WHAT IS EXPECTED ::
Restate word for word the lines of the records below, starting at the line that contains "[locate] bare tree" and ending at the line that contains "[locate] white plaster", with both of those lines included and nothing else.

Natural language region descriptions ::
******

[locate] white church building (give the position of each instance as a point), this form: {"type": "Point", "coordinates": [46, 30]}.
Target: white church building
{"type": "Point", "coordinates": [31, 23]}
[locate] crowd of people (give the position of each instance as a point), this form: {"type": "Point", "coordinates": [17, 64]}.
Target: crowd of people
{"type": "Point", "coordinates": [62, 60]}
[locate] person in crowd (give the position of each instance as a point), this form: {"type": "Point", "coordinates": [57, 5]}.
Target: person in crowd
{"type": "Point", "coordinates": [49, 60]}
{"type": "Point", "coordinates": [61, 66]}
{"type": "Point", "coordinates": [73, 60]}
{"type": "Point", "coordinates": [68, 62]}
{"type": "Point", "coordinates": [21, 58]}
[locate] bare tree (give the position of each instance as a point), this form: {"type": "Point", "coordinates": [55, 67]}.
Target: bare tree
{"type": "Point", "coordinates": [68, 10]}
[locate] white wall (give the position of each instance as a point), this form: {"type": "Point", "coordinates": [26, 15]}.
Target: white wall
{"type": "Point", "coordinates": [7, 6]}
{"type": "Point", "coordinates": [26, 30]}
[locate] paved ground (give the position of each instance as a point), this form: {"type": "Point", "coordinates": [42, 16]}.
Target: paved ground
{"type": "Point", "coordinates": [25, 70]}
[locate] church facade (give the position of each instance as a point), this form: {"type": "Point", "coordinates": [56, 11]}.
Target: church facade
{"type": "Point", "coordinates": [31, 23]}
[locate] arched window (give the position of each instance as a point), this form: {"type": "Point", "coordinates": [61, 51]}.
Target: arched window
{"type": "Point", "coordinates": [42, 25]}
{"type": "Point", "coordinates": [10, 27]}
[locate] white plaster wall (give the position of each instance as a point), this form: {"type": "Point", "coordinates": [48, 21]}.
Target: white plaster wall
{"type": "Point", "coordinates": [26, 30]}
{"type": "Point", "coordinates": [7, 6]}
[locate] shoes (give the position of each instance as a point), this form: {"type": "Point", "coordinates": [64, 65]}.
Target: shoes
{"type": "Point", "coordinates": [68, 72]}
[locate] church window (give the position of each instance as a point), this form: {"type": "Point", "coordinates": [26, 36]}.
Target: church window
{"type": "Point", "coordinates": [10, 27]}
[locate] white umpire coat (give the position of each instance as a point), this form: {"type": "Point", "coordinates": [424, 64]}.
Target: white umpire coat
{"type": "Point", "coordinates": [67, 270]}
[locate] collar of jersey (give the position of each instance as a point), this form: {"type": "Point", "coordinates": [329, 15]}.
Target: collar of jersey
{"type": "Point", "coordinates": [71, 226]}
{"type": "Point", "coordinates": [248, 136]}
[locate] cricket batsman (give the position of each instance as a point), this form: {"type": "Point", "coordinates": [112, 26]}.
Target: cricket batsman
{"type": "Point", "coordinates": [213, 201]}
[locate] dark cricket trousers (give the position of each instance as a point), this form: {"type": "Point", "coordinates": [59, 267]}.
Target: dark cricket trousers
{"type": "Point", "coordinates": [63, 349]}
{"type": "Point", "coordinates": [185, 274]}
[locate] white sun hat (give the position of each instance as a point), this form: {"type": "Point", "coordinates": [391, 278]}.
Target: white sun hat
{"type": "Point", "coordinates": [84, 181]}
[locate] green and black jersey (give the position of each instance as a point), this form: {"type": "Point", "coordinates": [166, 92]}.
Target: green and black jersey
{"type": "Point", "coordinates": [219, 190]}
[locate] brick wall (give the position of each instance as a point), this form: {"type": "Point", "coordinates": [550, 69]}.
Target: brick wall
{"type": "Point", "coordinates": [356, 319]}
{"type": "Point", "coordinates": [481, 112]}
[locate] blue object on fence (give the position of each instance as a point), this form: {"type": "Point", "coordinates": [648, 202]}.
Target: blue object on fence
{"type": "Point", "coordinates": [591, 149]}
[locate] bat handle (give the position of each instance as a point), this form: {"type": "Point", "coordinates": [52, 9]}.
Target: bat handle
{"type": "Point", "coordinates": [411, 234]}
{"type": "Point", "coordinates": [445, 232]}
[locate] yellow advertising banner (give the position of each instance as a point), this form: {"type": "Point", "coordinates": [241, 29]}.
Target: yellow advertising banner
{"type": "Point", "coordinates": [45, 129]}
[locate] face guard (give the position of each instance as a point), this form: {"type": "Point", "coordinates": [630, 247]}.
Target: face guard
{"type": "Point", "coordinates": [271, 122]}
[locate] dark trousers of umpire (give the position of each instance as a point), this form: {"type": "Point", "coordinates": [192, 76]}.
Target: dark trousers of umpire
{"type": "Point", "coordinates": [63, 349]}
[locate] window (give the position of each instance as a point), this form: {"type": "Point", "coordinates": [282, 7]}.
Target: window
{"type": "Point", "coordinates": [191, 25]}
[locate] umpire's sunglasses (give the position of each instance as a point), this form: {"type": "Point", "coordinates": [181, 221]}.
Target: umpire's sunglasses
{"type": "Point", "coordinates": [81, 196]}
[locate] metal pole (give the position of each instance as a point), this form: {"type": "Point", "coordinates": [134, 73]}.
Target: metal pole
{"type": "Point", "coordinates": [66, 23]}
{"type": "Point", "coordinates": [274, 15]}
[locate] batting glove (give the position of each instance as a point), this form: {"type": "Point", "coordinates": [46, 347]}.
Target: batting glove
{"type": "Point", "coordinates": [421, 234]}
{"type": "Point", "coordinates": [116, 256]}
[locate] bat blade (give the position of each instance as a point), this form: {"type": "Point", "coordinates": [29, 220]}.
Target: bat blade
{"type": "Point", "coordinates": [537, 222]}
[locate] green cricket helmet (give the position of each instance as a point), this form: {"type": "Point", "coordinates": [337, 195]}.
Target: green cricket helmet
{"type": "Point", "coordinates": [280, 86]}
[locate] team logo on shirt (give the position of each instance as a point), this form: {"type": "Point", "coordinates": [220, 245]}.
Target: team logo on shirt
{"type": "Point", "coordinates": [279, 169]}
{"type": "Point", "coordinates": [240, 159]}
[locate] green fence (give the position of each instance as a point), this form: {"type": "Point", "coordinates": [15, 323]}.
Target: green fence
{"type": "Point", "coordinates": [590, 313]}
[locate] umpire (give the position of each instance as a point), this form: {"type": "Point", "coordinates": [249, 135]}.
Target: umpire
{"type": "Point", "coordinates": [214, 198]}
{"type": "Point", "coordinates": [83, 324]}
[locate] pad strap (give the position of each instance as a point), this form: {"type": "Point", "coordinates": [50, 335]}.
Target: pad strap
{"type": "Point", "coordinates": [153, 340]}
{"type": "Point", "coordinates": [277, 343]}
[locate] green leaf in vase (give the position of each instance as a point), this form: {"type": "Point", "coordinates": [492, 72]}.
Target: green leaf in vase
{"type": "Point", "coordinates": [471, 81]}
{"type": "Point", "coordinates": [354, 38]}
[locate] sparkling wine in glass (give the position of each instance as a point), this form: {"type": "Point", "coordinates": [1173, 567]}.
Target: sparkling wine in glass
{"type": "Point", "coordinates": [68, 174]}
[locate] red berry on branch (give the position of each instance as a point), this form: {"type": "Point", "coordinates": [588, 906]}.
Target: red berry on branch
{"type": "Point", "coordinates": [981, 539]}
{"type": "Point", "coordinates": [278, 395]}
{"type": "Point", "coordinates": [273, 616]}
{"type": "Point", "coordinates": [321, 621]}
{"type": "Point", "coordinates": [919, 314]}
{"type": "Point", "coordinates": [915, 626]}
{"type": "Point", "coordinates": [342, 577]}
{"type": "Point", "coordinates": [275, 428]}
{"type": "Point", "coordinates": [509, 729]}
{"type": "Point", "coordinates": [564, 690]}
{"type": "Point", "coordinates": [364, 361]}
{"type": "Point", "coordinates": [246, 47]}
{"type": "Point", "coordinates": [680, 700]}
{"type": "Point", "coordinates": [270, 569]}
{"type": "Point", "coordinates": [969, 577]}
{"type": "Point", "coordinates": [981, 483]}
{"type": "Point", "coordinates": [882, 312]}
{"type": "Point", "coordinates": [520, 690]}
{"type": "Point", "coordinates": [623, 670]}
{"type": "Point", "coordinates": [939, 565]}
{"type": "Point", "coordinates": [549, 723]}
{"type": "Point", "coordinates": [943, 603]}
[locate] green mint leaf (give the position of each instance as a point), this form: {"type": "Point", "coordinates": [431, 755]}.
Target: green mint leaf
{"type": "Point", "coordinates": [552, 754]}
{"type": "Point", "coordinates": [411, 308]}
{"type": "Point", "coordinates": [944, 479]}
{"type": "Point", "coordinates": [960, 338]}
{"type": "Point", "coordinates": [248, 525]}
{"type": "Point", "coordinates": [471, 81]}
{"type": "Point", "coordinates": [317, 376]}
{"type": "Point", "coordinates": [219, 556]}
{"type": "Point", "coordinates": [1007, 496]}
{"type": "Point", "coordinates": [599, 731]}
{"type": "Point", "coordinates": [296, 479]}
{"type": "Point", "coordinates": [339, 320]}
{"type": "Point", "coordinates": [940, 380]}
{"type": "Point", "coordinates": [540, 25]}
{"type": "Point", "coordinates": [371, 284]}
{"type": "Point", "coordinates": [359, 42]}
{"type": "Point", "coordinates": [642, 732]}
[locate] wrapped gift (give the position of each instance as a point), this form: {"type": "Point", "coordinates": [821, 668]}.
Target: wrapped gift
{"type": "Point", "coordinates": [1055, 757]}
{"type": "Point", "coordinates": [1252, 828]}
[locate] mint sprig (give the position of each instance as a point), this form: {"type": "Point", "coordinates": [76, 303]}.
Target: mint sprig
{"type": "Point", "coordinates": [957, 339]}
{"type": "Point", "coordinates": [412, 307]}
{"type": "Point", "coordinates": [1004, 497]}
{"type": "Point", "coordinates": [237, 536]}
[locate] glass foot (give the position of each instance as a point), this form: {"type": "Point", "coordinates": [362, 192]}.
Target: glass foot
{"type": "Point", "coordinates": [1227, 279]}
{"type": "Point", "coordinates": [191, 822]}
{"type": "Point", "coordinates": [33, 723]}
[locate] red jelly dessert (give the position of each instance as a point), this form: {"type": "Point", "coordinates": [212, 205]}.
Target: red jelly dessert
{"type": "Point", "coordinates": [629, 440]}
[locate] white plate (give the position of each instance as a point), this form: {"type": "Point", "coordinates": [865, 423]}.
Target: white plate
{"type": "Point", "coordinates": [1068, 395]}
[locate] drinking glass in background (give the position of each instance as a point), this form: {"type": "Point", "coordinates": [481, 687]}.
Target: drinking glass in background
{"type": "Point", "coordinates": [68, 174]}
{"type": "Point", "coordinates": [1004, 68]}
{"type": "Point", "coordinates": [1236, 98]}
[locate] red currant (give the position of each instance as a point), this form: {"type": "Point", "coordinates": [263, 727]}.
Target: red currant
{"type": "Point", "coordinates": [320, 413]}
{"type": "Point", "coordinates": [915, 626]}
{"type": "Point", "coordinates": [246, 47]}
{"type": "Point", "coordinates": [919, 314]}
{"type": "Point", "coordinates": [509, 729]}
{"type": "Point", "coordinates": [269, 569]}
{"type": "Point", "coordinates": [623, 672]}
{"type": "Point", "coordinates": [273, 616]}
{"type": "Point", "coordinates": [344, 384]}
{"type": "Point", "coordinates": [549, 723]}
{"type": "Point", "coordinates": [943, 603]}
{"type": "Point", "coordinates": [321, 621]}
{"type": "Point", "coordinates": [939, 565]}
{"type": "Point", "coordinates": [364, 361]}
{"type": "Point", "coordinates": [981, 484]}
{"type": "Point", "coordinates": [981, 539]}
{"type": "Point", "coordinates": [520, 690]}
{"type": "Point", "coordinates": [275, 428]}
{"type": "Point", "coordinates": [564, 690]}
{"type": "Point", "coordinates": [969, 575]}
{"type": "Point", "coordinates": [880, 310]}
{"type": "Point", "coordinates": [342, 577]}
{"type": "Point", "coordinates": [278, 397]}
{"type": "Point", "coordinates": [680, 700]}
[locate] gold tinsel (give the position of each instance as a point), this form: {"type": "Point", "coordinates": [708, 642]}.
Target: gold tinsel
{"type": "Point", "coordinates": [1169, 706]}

******

SOLUTION ::
[locate] bare tree (give the position of each instance as a point), this form: {"type": "Point", "coordinates": [55, 67]}.
Target: bare tree
{"type": "Point", "coordinates": [68, 10]}
[locate] white wall (give the position of each instance as a point), this form: {"type": "Point", "coordinates": [26, 15]}.
Target: white wall
{"type": "Point", "coordinates": [7, 6]}
{"type": "Point", "coordinates": [26, 30]}
[locate] paved ground (give the position of each instance as a point), this form: {"type": "Point", "coordinates": [42, 16]}.
Target: paved ground
{"type": "Point", "coordinates": [25, 70]}
[locate] church facade (give the position of each instance as a point), this form: {"type": "Point", "coordinates": [56, 11]}.
Target: church facade
{"type": "Point", "coordinates": [31, 23]}
[locate] arched window (give the position of each instance as a point), this form: {"type": "Point", "coordinates": [61, 51]}.
Target: arched window
{"type": "Point", "coordinates": [42, 25]}
{"type": "Point", "coordinates": [10, 27]}
[locate] white plaster wall (give the position of each instance as a point), this form: {"type": "Point", "coordinates": [48, 21]}.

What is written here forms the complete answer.